---------- PASSAGE PROVIDED ----------

It's their 36th year, and there were live performances, guest speakers and more.
NY Senator Chuck Schumer, NY Governor Kathy Hochul and NYC Mayor Eric Adams were among those addressing the crowd.
The event is billed as one of the largest MLK Day celebrations in the country.
Meanwhile, the NAACP honored Dr. Emil Naclerio in Manhattan.
Dr. Naclerio saved Dr. King's life inside Harlem Hospital in 1958 after the civil rights pioneer was stabbed with a letter opener during a book signing in Harlem.
Dr. Naclerio, who was a surgeon, removed the blade.
Meantime, from some of the tiniest voices to the more mature fifth graders, kids at The Children's Workshop School are accustomed to celebrating Dr. Martin Luther King, Jr.
The school, which opened on the Lower East Side in 1993, teaches social activism and equity.
Its mission surrounds Dr. King's "I have a dream" speech.
"It means a lot because a lot of my family is people of color and it helps me understand it better," said Melina Martinez, a 5th grader.
Melina's class celebrated MLK Day by reciting a poem written by Amanda Gorman.
"It's about change," she said.
First and second graders sang "Black Bird," by Paul McCartney, highlighting racial tension in America.
"It made me feel sad and happy. Happy because Paul McCartney was expressing his feelings, but sad because black people weren't being treated properly," said Joon Lee, a student.
Normally, the audience would be filled with families but because of COVID, the school had to readjust.
Before COVID, students took trips to Washington, DC to meet Congressman John Lewis.
The school's mission also aims to make MLK proud.
"I think he would be ecstatic. Hand in hand, it's not a cliché. It's what we have here every day," said Jean Finnerty, Co-founder, The Children's Workshop School.
As we celebrate the legacy of Dr. King, there's a renewed push to protect voting rights.
A debate in the Senate is scheduled for Tuesday.
Democrats are trying to rally support for legislation that would restore access to voting.
The bill, called the Freedom to Vote Act, would expand voter registration, designate Election Day as a federal holiday, establish protections against gerrymandering, and restore voting rights to formerly incarcerated americans.
It's a vote all but certain to fail.
Since the 2020 elections, 19 states passed 34 laws, restricting access to voting.
Arizona is one of them.
In the spirit of his father, Martin Luther King III led a rally in Phoenix over the weekend.
"It has never been done totally correct. In the sense that we had to do it initially as an act. And acts have to be reinstated over and over again. I think that's why Congress has designed actual laws that will make it sustainable," King III said. "It is said that the people that do not remember their history are doomed to repeat the mistakes of the past."

----------

INSTRUCTIONS:
(1) From the MLK Day news story, output the part starting at "Its mission surrounds" and ending at "make MLK proud.".
(2) According to the MLK Day news story, who saved Dr. King's life at Harlem Hospital in 1958?
(3) Using the MLK Day news story, explain why the audience at The Children's Workshop School celebration was not filled with families as it normally would be.
The data after the MLK Day news story comes from a separate source.

---------- PROVIDED DATA ----------

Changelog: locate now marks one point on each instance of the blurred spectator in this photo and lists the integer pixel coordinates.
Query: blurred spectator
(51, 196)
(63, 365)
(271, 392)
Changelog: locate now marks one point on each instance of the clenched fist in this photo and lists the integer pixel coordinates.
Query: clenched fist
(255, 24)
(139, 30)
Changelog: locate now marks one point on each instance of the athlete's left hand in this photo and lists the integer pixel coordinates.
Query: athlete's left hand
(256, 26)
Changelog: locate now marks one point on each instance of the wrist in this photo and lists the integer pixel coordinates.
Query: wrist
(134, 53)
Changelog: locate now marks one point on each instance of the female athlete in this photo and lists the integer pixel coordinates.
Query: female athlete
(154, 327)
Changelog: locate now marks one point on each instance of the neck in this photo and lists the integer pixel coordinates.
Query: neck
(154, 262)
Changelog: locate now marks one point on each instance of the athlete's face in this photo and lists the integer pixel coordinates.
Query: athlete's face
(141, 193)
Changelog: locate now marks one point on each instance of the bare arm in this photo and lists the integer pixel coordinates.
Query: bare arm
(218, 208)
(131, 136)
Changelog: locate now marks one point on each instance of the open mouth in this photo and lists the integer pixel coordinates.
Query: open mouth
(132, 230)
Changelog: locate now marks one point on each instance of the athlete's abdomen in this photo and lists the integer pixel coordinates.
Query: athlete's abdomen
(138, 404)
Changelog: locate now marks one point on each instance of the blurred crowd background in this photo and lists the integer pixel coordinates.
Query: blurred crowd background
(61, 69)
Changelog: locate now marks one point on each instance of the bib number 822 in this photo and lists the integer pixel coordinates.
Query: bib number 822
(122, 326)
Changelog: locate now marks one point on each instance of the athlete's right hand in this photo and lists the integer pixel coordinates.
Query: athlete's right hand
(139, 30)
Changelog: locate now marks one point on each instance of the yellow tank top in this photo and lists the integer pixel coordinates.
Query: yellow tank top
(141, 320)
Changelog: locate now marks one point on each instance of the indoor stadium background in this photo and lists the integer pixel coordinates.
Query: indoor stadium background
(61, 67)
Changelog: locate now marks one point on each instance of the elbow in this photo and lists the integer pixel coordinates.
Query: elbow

----------

RESULTS OF THE TASKS:
(1)
Its mission surrounds Dr. King's "I have a dream" speech.
"It means a lot because a lot of my family is people of color and it helps me understand it better," said Melina Martinez, a 5th grader.
Melina's class celebrated MLK Day by reciting a poem written by Amanda Gorman.
"It's about change," she said.
First and second graders sang "Black Bird," by Paul McCartney, highlighting racial tension in America.
"It made me feel sad and happy. Happy because Paul McCartney was expressing his feelings, but sad because black people weren't being treated properly," said Joon Lee, a student.
Normally, the audience would be filled with families but because of COVID, the school had to readjust.
Before COVID, students took trips to Washington, DC to meet Congressman John Lewis.
The school's mission also aims to make MLK proud.

(2) Dr. Emil Naclerio, a surgeon, who removed the blade after Dr. King was stabbed with a letter opener.

(3) Because of COVID, the school had to readjust how it held the celebration. Normally families would fill the audience.